Copy the material from the line with "white chef jacket, one" to the line with "x=589, y=374", replacing each "woman chef" with "female cook" and leaving everything else unchanged.

─── Material to process

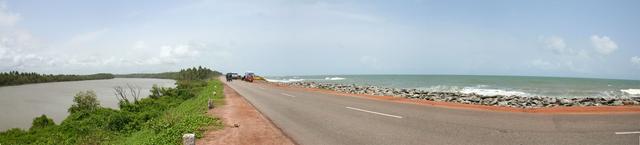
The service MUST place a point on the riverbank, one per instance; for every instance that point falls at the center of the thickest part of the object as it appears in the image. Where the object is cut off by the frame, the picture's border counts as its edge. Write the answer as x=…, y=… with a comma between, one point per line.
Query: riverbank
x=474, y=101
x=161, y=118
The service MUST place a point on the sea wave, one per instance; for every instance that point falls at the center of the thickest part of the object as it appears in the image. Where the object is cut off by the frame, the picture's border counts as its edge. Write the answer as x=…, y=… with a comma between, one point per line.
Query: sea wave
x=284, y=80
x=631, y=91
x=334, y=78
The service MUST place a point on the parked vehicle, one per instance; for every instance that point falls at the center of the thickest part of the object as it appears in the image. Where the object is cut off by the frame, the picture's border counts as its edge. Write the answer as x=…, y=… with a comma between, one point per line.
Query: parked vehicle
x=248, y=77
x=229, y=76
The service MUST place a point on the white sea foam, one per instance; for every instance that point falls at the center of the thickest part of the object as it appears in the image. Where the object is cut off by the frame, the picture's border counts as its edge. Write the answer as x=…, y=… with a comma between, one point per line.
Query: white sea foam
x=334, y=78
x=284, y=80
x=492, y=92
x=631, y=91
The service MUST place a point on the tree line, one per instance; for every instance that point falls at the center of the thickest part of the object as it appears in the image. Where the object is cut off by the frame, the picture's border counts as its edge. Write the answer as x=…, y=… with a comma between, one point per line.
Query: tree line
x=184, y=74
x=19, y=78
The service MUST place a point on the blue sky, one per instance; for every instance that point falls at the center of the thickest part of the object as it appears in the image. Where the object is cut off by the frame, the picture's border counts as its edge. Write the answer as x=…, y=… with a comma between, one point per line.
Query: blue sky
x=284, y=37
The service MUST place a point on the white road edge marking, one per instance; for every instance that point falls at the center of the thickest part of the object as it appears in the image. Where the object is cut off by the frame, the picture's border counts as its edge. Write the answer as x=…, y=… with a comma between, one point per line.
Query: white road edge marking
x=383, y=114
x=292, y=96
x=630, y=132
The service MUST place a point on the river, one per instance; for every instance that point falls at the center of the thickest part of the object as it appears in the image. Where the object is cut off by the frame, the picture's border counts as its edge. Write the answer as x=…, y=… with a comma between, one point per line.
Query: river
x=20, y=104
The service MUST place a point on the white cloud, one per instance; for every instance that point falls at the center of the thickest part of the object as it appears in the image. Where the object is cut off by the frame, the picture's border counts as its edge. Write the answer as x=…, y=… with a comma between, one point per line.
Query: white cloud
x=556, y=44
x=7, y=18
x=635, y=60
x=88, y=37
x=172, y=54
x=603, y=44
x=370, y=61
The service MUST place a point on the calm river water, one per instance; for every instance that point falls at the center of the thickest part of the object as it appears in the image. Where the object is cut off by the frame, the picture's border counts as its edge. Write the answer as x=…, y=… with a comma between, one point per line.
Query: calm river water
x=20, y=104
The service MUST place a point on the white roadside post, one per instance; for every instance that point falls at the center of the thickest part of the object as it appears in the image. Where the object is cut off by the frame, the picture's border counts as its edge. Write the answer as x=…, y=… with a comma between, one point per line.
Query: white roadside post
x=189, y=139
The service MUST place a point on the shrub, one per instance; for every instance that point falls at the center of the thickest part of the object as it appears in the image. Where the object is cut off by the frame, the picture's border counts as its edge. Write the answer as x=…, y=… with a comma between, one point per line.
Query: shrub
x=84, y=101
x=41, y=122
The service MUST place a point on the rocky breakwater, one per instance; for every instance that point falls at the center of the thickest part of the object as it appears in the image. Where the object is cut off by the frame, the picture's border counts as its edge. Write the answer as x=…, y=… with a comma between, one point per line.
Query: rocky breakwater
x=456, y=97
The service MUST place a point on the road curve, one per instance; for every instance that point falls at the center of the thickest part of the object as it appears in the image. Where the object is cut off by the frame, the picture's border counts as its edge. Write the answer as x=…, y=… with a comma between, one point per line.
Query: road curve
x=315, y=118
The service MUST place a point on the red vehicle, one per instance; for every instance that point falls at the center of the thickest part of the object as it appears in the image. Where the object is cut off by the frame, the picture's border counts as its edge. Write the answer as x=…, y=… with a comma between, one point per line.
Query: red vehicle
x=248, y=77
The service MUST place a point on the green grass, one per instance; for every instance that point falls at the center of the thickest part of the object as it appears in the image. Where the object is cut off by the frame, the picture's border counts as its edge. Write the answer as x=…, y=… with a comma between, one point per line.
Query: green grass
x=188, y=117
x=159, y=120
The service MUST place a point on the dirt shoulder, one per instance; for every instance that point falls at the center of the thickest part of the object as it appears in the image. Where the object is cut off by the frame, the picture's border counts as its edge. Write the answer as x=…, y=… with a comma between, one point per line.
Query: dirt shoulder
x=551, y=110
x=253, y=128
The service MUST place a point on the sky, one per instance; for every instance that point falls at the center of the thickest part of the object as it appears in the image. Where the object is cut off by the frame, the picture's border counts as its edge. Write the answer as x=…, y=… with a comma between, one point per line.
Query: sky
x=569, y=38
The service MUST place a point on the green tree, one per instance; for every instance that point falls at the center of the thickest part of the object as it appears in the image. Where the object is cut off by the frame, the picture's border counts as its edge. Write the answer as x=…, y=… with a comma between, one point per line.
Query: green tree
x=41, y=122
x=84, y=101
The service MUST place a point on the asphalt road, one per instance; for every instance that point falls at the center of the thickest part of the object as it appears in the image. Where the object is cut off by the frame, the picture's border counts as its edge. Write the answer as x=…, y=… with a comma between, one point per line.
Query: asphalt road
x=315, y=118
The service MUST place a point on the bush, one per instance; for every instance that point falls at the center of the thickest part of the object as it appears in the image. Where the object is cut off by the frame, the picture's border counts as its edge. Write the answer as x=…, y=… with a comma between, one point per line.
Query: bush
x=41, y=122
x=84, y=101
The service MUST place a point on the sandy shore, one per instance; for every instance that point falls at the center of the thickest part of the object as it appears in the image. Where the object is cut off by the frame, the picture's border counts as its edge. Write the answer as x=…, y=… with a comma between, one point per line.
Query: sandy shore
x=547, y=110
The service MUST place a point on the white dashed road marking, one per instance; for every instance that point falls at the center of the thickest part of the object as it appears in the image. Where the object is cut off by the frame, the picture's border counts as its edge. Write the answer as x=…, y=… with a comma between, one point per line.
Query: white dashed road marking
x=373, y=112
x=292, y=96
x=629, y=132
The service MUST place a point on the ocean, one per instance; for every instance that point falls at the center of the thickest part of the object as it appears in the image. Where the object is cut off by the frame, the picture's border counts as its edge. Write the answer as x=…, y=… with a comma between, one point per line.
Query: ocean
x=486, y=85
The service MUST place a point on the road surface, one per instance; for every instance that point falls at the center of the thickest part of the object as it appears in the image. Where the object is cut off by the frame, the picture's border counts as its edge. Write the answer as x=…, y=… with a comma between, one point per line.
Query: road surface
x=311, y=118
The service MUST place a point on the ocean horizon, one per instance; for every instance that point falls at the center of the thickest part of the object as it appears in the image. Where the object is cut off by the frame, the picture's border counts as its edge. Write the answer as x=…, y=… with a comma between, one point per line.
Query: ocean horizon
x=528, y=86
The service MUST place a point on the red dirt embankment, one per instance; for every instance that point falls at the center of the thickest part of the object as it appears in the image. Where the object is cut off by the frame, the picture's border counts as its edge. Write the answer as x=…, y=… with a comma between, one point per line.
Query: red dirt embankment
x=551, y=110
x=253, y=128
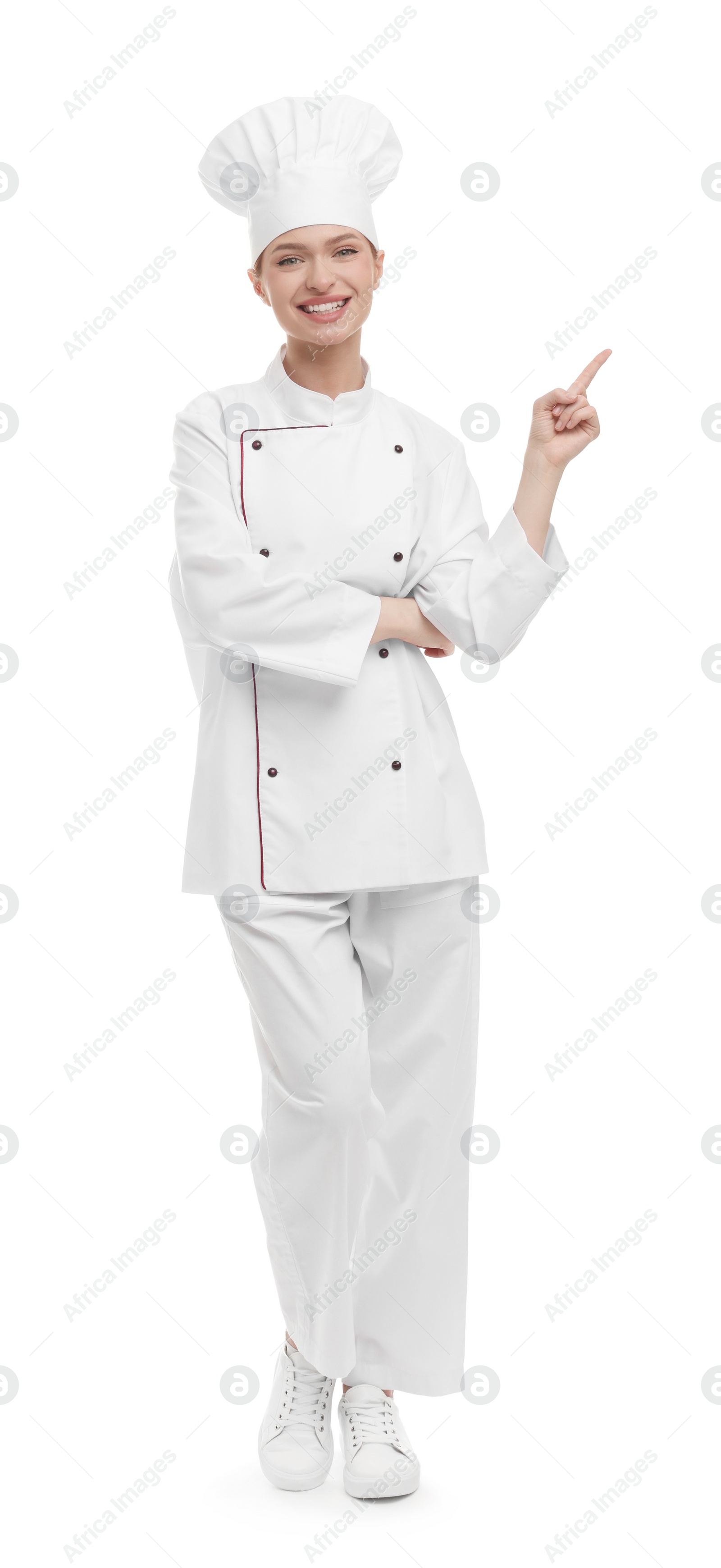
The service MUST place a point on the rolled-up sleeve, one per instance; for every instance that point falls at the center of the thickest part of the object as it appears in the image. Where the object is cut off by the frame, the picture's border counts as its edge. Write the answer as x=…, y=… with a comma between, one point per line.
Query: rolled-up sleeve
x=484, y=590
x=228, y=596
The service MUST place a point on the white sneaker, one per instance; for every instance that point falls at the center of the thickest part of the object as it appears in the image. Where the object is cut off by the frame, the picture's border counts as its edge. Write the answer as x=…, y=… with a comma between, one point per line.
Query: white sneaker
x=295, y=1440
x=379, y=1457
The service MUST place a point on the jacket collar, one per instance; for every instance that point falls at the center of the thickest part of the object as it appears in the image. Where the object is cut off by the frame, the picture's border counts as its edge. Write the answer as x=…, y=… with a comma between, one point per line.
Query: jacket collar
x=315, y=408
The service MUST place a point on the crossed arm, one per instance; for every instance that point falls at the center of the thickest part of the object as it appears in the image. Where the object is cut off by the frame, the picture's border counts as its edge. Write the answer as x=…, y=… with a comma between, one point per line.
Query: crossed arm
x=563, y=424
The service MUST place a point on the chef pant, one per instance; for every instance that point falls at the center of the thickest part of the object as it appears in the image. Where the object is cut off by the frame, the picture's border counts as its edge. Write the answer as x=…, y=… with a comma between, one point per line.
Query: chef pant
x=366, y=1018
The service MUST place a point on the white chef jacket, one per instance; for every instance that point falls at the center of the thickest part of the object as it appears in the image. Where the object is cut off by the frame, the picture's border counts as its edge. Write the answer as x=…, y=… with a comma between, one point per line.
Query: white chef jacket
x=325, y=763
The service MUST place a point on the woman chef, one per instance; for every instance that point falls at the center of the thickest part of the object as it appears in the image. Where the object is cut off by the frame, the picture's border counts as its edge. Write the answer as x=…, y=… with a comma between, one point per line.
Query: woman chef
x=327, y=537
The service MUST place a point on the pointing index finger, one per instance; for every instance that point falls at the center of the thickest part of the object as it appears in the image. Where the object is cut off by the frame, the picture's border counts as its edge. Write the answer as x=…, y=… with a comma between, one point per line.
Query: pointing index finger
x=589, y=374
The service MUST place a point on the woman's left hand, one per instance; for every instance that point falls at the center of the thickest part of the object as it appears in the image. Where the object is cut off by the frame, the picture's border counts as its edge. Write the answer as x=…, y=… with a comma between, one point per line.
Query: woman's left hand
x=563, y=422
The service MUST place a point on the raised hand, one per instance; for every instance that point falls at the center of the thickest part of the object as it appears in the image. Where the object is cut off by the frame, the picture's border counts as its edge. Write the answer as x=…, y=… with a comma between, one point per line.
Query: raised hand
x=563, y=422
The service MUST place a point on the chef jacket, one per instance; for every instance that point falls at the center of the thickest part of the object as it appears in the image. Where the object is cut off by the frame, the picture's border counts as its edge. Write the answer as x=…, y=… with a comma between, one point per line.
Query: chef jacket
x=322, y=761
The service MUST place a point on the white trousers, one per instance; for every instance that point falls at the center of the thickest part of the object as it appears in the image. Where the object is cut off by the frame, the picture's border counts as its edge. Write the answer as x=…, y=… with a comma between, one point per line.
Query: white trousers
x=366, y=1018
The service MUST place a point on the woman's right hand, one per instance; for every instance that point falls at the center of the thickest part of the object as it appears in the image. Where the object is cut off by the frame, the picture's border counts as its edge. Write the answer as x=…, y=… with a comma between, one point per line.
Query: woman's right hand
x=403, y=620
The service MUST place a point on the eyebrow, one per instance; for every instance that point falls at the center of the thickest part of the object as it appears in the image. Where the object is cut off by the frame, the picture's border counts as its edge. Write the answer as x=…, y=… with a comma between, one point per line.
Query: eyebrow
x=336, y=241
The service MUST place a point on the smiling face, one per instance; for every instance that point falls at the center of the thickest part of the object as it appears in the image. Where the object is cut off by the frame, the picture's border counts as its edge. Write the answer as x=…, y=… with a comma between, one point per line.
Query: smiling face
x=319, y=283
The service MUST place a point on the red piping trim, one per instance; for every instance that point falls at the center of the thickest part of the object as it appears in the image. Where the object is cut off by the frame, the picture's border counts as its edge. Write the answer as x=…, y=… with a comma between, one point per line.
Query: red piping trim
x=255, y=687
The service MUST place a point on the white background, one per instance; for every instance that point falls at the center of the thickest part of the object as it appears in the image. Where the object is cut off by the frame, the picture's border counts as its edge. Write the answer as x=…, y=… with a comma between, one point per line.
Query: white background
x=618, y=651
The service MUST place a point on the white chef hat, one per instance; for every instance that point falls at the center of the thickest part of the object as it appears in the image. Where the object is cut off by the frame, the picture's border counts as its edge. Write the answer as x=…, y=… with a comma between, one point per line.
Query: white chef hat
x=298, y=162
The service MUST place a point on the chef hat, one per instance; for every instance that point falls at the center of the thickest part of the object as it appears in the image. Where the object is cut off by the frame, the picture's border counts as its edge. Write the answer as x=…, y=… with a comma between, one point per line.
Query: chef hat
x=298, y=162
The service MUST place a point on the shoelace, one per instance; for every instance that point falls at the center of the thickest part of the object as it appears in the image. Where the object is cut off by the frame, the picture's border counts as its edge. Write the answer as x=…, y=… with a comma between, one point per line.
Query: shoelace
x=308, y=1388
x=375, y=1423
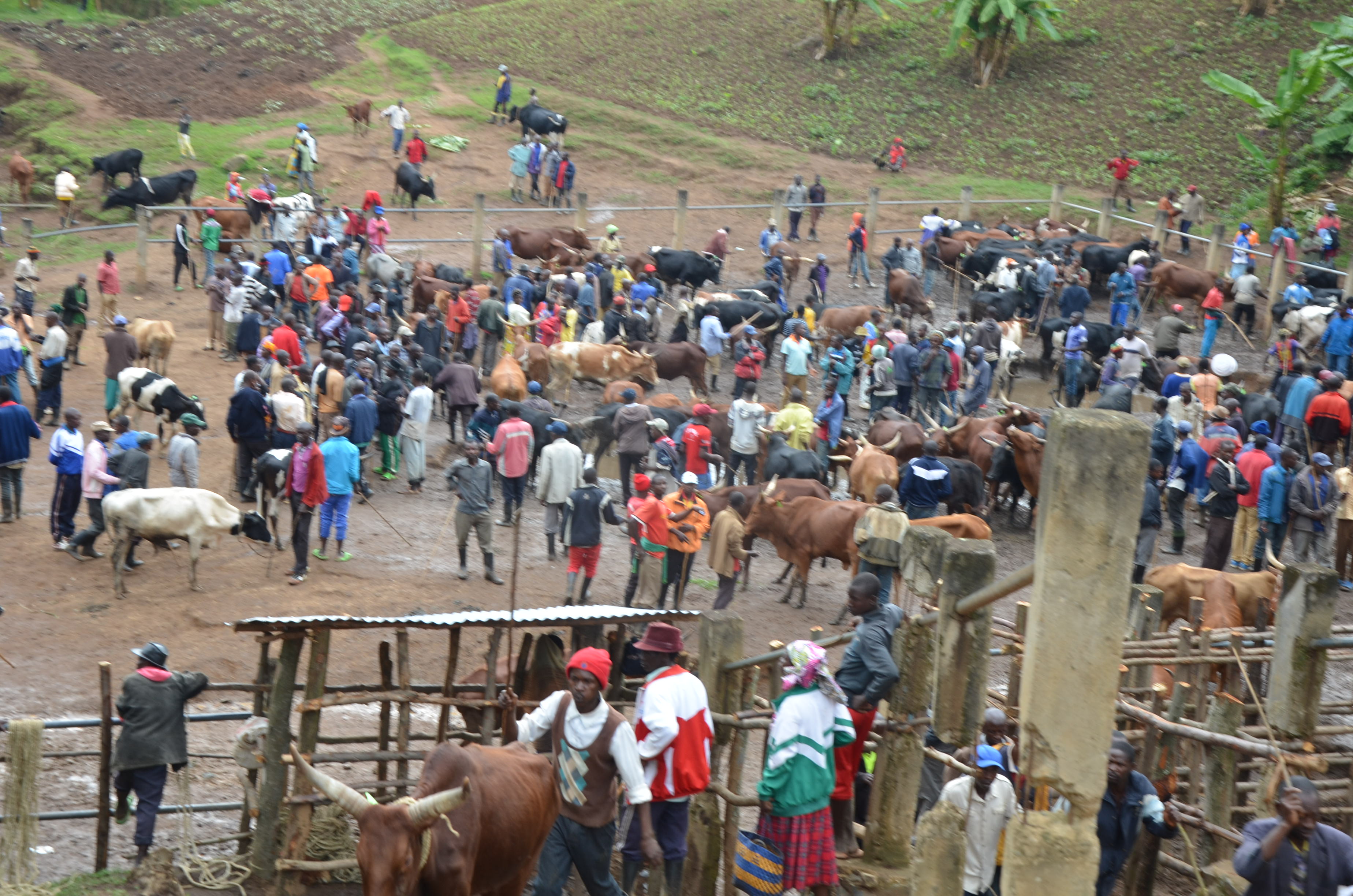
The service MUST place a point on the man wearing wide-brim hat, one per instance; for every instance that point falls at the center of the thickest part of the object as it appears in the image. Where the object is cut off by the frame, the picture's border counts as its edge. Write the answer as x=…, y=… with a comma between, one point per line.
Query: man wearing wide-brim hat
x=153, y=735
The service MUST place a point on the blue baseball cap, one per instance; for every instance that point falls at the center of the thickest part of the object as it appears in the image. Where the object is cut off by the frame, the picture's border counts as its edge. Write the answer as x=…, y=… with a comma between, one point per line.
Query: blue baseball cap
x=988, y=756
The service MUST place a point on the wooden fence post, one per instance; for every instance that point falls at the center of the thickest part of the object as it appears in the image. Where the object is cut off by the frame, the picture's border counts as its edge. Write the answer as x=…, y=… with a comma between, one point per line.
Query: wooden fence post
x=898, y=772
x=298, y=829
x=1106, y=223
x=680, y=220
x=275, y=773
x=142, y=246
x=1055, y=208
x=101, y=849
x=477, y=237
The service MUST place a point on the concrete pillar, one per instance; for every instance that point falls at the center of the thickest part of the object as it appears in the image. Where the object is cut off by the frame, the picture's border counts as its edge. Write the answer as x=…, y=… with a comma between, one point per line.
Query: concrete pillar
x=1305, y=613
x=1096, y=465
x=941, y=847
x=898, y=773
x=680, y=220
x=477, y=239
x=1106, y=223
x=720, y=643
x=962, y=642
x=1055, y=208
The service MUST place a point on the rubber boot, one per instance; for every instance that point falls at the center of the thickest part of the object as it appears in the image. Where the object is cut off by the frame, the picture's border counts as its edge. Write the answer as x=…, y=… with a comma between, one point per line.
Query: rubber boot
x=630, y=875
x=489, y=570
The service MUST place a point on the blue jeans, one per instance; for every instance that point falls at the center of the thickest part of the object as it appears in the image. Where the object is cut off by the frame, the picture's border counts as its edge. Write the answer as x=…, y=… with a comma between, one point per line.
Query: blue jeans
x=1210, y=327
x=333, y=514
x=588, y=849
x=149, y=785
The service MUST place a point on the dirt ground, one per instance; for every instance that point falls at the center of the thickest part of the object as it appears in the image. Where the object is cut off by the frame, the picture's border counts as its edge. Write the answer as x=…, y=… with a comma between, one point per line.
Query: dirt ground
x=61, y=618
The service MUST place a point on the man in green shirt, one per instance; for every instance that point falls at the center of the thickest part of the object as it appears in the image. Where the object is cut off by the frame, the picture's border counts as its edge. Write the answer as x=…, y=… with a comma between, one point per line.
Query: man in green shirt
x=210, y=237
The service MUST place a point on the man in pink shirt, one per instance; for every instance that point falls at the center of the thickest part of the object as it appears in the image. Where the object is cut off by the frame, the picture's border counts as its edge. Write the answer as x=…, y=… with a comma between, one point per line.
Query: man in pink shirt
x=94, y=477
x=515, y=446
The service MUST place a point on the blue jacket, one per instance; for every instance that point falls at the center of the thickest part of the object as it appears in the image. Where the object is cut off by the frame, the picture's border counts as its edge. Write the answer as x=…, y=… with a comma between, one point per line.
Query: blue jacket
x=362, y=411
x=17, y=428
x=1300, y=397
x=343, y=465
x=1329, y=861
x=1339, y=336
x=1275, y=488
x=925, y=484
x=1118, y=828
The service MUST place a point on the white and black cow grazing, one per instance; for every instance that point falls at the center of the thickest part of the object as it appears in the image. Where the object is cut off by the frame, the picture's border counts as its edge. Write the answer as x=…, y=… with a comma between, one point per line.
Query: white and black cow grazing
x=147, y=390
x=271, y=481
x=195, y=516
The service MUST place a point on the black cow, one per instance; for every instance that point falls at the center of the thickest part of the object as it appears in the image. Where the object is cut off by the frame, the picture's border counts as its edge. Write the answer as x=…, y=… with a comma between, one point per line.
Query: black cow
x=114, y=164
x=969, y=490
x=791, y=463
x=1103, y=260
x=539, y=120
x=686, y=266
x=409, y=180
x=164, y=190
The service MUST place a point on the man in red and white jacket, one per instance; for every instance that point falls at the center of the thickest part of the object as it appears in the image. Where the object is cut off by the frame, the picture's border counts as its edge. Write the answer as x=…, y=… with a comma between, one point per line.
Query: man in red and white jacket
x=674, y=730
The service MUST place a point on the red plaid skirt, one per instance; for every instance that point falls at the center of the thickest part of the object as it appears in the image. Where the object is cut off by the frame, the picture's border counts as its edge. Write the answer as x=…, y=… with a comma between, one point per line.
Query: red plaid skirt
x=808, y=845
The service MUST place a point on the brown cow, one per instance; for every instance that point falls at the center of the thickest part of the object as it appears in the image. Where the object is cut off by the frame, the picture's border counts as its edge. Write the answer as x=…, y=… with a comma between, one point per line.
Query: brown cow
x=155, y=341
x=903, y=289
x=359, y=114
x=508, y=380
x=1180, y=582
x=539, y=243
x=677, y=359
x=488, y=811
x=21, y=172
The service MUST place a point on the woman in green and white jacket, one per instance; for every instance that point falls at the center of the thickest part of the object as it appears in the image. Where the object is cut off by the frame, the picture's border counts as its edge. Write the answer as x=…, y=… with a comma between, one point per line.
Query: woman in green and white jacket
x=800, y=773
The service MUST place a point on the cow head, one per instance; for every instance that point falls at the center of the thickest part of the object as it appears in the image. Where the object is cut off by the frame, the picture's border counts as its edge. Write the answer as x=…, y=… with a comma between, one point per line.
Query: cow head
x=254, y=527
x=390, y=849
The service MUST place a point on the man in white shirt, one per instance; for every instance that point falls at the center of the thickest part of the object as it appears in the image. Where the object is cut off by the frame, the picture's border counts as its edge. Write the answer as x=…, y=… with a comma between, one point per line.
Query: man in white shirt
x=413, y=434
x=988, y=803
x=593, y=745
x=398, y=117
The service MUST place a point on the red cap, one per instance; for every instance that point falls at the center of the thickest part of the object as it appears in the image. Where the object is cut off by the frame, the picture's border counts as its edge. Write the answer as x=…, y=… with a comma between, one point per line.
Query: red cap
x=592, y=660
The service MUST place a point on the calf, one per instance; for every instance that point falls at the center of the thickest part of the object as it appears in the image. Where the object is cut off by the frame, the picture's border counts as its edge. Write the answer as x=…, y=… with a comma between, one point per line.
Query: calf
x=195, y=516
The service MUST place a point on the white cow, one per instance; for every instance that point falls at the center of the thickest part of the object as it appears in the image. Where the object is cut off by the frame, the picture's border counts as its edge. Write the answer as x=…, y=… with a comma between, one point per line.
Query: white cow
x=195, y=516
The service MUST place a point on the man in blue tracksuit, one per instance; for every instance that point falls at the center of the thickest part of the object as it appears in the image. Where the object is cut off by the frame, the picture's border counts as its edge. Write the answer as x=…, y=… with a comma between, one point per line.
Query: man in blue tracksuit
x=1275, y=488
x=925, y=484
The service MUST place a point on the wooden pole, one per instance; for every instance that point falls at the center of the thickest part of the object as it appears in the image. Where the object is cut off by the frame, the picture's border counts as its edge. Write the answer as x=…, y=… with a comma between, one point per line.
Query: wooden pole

──────

» **Finished answer**
The service MUST place a point on the white chef jacket, one per instance; for every instance that point falls at the center of the thickest part of the object as it appears in the image. Where the object is cut off by the frame, the picture's border counts as its edge. Write the answer as x=…, y=… with a comma between, one point per line.
Query: white chef jacket
x=325, y=763
The service MUST place a point on the female cook, one per instance; for every instance that point falls at the center of the thickest part of the object as it appears in the image. Where the object is cut off by the frame, the picture's border counts as its edge. Write the answer as x=…, y=… with a comma between, one point per line.
Query: female cook
x=327, y=537
The service MUST place a point on the pointing index finger, one per instance; for every instance that point falls at the center of the thickest part of the object as it appears in the image. Where the object is cut off by the frame, the picture's border counts as its edge. Write the answer as x=…, y=… with a comma between, one point per line.
Query: pointing index finger
x=589, y=374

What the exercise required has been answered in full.